++++ RECORD EXTRACTS ++++
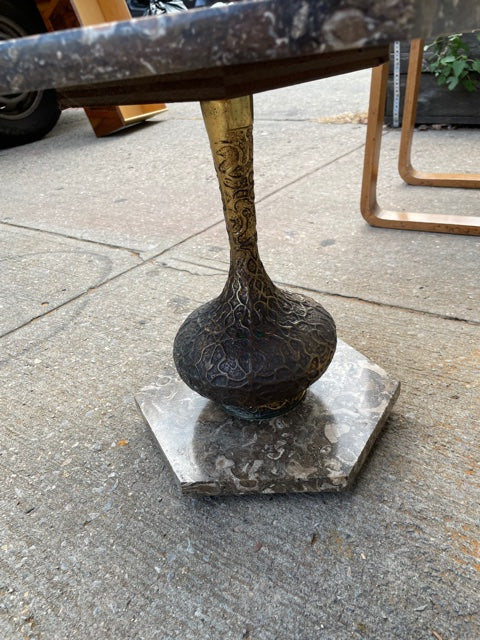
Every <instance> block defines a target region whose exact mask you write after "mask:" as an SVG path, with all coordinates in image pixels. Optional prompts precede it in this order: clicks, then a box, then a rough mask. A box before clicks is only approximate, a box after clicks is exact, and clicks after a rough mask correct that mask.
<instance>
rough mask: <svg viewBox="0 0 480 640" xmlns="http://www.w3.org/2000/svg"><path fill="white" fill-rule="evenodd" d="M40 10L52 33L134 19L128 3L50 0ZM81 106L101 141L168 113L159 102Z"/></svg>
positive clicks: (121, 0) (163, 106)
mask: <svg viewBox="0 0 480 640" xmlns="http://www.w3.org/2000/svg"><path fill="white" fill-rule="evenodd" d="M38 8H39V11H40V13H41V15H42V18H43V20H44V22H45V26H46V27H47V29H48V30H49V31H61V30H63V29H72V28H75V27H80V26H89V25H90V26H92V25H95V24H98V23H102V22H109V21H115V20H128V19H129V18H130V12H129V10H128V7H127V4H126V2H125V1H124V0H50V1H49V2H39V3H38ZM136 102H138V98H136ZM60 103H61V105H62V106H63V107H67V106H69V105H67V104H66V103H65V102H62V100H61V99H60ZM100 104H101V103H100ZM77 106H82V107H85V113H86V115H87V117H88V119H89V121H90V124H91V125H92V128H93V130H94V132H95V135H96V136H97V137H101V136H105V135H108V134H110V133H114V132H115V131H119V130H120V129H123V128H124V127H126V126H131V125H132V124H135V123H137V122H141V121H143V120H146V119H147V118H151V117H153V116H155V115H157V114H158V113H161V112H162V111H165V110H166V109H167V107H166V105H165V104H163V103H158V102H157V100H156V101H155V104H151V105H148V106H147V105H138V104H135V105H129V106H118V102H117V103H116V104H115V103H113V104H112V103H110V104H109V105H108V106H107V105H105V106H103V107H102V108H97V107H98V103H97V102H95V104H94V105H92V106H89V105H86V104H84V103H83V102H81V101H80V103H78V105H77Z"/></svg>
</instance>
++++
EXERCISE OBJECTIVE:
Write out every line of the material above as a numbered list, leaving out blank lines and the pictures.

EXERCISE SOLUTION:
1. Every <instance> block defines a target region whose exact mask you write after "mask:" as an SVG path, with all coordinates in image pixels. Optional prompts precede it in this order: clicks, then a box, then a rough mask. A box before clicks is only approximate, a box after clicks is exact, and clicks after a rough mask correct that mask.
2. <instance>
3. rough mask: <svg viewBox="0 0 480 640" xmlns="http://www.w3.org/2000/svg"><path fill="white" fill-rule="evenodd" d="M40 10L52 33L134 19L128 3L50 0ZM81 106L101 141L168 113L159 102Z"/></svg>
4. positive clicks: (121, 0) (163, 106)
5. mask: <svg viewBox="0 0 480 640" xmlns="http://www.w3.org/2000/svg"><path fill="white" fill-rule="evenodd" d="M38 8H39V11H40V13H41V15H42V18H43V20H44V22H45V26H46V27H47V29H48V30H49V31H61V30H63V29H72V28H75V27H80V26H89V25H90V26H92V25H95V24H98V23H102V22H109V21H115V20H128V19H129V18H130V12H129V10H128V7H127V4H126V2H125V1H124V0H50V1H49V2H39V3H38ZM136 102H138V98H136ZM60 103H61V105H62V106H63V107H67V106H69V105H67V104H66V103H65V102H62V100H61V99H60ZM100 104H101V103H100ZM77 106H82V107H85V113H86V115H87V117H88V119H89V121H90V124H91V125H92V128H93V130H94V132H95V135H96V136H97V137H101V136H105V135H108V134H110V133H114V132H115V131H119V130H120V129H123V128H124V127H126V126H131V125H132V124H135V123H137V122H141V121H143V120H146V119H147V118H151V117H153V116H155V115H157V114H158V113H161V112H162V111H165V110H166V109H167V107H166V105H165V104H163V103H158V102H157V100H156V101H155V104H151V105H148V106H147V105H138V104H135V105H129V106H118V102H117V103H116V104H115V103H113V104H112V103H110V104H109V105H108V106H107V105H105V106H103V107H102V108H97V107H98V103H97V102H95V104H94V105H92V106H89V105H86V104H84V103H83V102H81V101H80V103H78V105H77Z"/></svg>
6. </instance>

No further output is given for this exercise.